● **Task instructions**: The data beneath this task is to be duplicated exactly, in its entirety.

● **Point-per-instance localization data**:
--- START ---
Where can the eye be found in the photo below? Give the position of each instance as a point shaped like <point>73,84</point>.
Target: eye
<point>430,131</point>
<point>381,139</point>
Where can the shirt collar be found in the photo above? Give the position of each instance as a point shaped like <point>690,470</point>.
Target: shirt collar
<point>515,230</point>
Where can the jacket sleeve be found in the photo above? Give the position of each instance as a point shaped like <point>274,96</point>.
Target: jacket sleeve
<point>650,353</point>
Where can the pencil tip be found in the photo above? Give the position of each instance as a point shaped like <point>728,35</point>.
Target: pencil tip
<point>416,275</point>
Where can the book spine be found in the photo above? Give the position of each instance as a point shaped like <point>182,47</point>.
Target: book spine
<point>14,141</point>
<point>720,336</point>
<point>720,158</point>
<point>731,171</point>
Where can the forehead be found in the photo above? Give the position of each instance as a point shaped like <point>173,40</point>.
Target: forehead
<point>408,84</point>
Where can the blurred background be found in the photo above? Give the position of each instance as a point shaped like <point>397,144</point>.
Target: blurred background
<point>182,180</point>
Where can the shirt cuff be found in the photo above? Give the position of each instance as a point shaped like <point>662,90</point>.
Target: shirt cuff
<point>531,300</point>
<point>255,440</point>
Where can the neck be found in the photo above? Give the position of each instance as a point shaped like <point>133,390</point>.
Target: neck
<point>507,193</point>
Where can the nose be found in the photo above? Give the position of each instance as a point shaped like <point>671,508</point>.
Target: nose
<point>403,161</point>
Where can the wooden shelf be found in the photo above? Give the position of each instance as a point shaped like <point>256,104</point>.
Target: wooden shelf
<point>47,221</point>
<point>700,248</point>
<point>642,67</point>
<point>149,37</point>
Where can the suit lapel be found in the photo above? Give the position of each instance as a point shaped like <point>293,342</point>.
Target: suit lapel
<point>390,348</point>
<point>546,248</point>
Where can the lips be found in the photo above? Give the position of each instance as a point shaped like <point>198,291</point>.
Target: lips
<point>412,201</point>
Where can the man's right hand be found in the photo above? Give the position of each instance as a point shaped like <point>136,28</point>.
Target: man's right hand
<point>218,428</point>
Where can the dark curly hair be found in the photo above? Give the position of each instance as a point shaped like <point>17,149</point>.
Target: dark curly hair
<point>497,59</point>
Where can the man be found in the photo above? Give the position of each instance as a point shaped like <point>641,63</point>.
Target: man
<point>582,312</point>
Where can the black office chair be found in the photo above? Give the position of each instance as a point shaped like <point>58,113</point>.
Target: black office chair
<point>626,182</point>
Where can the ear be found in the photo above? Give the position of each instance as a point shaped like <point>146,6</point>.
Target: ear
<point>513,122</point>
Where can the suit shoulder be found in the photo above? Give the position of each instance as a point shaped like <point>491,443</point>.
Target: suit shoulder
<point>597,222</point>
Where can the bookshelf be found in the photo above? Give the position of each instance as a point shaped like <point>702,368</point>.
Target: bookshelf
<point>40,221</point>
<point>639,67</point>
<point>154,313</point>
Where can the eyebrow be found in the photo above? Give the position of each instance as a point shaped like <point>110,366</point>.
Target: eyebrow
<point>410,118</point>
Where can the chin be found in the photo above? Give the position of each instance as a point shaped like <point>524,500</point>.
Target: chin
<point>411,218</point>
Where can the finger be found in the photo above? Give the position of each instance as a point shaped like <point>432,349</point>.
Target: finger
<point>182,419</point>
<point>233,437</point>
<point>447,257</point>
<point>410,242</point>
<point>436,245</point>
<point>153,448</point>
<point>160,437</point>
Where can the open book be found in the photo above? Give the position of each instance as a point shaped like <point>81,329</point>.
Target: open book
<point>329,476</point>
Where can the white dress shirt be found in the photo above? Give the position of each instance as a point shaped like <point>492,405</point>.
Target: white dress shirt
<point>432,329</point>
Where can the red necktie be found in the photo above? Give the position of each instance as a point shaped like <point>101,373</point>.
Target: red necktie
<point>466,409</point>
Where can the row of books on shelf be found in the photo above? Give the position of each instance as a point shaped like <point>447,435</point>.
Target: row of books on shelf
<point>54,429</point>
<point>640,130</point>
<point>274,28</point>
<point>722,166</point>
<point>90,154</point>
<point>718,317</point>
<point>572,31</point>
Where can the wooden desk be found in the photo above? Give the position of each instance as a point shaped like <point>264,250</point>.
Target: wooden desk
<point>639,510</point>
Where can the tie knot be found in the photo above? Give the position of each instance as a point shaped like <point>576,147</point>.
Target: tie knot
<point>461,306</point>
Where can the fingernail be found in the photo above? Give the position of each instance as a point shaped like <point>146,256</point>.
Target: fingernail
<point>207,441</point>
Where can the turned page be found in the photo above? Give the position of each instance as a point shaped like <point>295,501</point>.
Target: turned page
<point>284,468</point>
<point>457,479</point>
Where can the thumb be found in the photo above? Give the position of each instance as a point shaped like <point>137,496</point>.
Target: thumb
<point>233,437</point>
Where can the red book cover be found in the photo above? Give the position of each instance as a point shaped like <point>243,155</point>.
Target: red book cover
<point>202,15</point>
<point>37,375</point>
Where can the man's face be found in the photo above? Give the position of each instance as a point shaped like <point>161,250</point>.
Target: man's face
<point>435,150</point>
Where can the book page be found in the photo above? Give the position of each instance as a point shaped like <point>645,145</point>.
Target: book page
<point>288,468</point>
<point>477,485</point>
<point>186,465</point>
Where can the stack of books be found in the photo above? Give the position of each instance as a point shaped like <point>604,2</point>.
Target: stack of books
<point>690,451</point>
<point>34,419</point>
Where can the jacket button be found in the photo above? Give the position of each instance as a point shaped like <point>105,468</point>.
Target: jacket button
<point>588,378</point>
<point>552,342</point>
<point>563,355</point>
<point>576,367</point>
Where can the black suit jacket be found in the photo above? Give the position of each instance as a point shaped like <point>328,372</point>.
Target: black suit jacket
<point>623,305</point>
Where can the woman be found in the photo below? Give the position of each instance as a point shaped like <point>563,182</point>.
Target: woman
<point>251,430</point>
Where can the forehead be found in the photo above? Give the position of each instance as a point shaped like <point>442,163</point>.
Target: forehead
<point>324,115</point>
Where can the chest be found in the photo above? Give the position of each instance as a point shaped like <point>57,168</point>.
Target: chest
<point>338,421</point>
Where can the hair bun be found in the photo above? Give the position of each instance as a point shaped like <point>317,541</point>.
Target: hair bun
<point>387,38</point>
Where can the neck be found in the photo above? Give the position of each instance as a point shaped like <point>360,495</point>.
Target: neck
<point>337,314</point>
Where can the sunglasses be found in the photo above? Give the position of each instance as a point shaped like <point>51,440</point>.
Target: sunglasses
--- END ---
● **Exercise answer**:
Where can the eye be found in the photo below? Give the position of each instance as a point shaped like <point>73,84</point>.
Target: eye
<point>430,131</point>
<point>381,139</point>
Where can the shirt collar be found in the photo above? Give the position of each instance as a point shaped like <point>690,470</point>.
Target: shirt collar
<point>515,230</point>
Where can the jacket sleeve be found in the photo above? Give the position of each instance as a point shaped like <point>274,96</point>.
Target: jacket sleeve
<point>650,353</point>
Where can the pencil tip be found in the photo above? Give the position of each instance as a point shaped like <point>728,35</point>.
Target: pencil tip
<point>416,275</point>
Where can the book spine be found in the photo above? Give the position of each instance as a point shaped like <point>182,47</point>.
Target: book spine
<point>14,141</point>
<point>720,336</point>
<point>720,158</point>
<point>731,171</point>
Where can the forehead be found in the photo above? Give the position of each instance as a point shaped like <point>173,40</point>.
Target: forehead
<point>408,84</point>
Where can the blurred background be found in the photo above? Give the position of each instance as a point shaped like <point>397,144</point>.
Target: blurred background
<point>182,180</point>
Where can the shirt cuff be found in the photo above? Give the position of each instance as a point shaped like <point>662,90</point>.
Target: shirt cuff
<point>531,300</point>
<point>255,440</point>
Where can the neck be found in the photo above? Give the position of each instance as a point shaped like <point>133,390</point>.
Target: neck
<point>507,193</point>
Where can the nose be found in the photo above? Give the position of each instance as a point shaped like <point>671,508</point>.
Target: nose
<point>403,161</point>
Where can the wooden shelf be found in the photo above? Give the position of each instance as a point shaped like <point>256,104</point>.
Target: wooden shelf
<point>47,221</point>
<point>700,248</point>
<point>642,67</point>
<point>149,37</point>
Where can the suit lapel be found in the photo above? Give the position of each instance as a point shaped like <point>293,342</point>.
Target: suit lapel
<point>390,348</point>
<point>546,248</point>
Where can the lips be found in the photo above? Give the position of each instance as a point shaped like <point>198,291</point>.
Target: lips
<point>412,201</point>
Where can the man's right hand be found in the photo above? Give the position of each instance as a point shaped like <point>136,28</point>.
Target: man's right hand
<point>218,428</point>
Where can the dark curly hair be found in the photo above? Give the position of each instance as a point shaped like <point>17,149</point>.
Target: dark curly hair
<point>497,59</point>
Where can the man be found in the photo above? Give the position of each instance as a point shaped like <point>641,63</point>.
Target: man
<point>582,312</point>
Where can the black office chair be found in the photo above? Give the position of each instance as a point shaped like <point>58,113</point>.
Target: black office chair
<point>626,182</point>
Where can the ear be found in the photo above? Give the position of each instance as a point shaped like <point>146,6</point>.
Target: ear
<point>513,122</point>
Where can the suit shoulder be found in the photo above? Give the position of each instance as a point shaped like <point>491,443</point>.
Target: suit shoulder
<point>597,222</point>
Where can the bookshelf be found in the photo above? Give the position of each instance as a point shaped like <point>702,368</point>.
Target: bookshelf
<point>40,221</point>
<point>639,67</point>
<point>154,313</point>
Where can the eyebrow be found in the photo above? Give the position of each instance as a point shaped like <point>110,366</point>.
Target: eyebrow
<point>410,118</point>
Where can the chin be found in the photo above? Give the position of each instance as a point shaped like <point>524,500</point>.
Target: chin
<point>411,218</point>
Where can the finger be found in the photo above? Give the position of each instance as a point shaped like <point>432,349</point>.
Target: finger
<point>182,419</point>
<point>233,437</point>
<point>447,257</point>
<point>410,242</point>
<point>436,245</point>
<point>153,448</point>
<point>160,437</point>
Where can the open book be found in the photo above? Give the position of each instance as a point shaped like <point>81,329</point>.
Target: open book
<point>329,476</point>
Where can the white dress shirt be found in the photo above? Give the position of each instance as a point shaped like <point>492,405</point>.
Target: white dress shirt
<point>432,329</point>
Where can the red necktie be found in the photo above? Give the position of each instance as a point shaped like <point>101,373</point>.
Target: red necktie
<point>466,409</point>
Where can the row of books on shelf be found in the photo above? Give the position of each instance as a point shaped like <point>447,435</point>.
Target: row of books on shelf
<point>54,429</point>
<point>640,130</point>
<point>274,28</point>
<point>722,166</point>
<point>90,154</point>
<point>718,317</point>
<point>572,31</point>
Where can the wooden desk be found in the photo above? Give the position of each instance as a point shaped like <point>264,250</point>.
Target: wooden desk
<point>639,510</point>
Where can the tie knot be found in the photo above? Give the position of each instance as a point shaped like <point>576,147</point>.
Target: tie knot
<point>461,306</point>
Where can the fingernail be found in the photo above? Give the position of each instance as a point shaped like <point>146,256</point>.
Target: fingernail
<point>207,441</point>
Where can the turned page be found in the photo above? Give the position of each instance as a point shaped like <point>295,501</point>.
Target: turned page
<point>284,468</point>
<point>457,479</point>
Where can the thumb be found in the photo above? Give the position of each instance as a point shaped like <point>137,496</point>.
Target: thumb
<point>233,437</point>
Where can the red book cover be found in the photo above? Give the position of each instance as a point shaped like <point>243,155</point>.
Target: red book cover
<point>202,15</point>
<point>37,375</point>
Where can the man's face be found in the photo above? Give the position of each instance as a point shaped like <point>161,250</point>.
Target: man's face
<point>435,150</point>
Where can the book page be found in the photo above? Give the position of each instance as a point shaped like <point>645,145</point>.
Target: book page
<point>288,468</point>
<point>477,485</point>
<point>186,465</point>
Where can the stack of books be found in the photo above? Give the position of each instance as a point shaped like <point>604,2</point>.
Target: stack of books
<point>690,451</point>
<point>34,419</point>
Where can the jacket button be found in the photo above? Give the position of each instance as a point shaped like <point>105,468</point>.
Target: jacket button
<point>588,378</point>
<point>552,342</point>
<point>563,355</point>
<point>576,367</point>
Where can the black suit jacket be found in the photo above? Give the position of each instance as a point shaped like <point>328,372</point>.
Target: black suit jacket
<point>623,305</point>
Where can the woman be found in the photo below? Give the position of each instance as a point shaped like <point>563,182</point>.
Target: woman
<point>251,430</point>
Where can the forehead be found in the photo above? Give the position of each instance as a point shaped like <point>442,163</point>.
Target: forehead
<point>324,115</point>
Where can the chest be found in the photo above? Give the position of each instance as a point shaped like <point>57,168</point>.
Target: chest
<point>338,421</point>
Where can the hair bun be found in the photo above? Give the position of each instance as a point shaped like <point>317,541</point>.
Target: hair bun
<point>387,38</point>
Where can the neck be found in the photo above? Give the position of each instance as a point shaped like <point>360,495</point>.
Target: neck
<point>337,314</point>
Where can the sunglasses be found in the photo above? Give the position of each instance as a point shaped like <point>51,440</point>.
Target: sunglasses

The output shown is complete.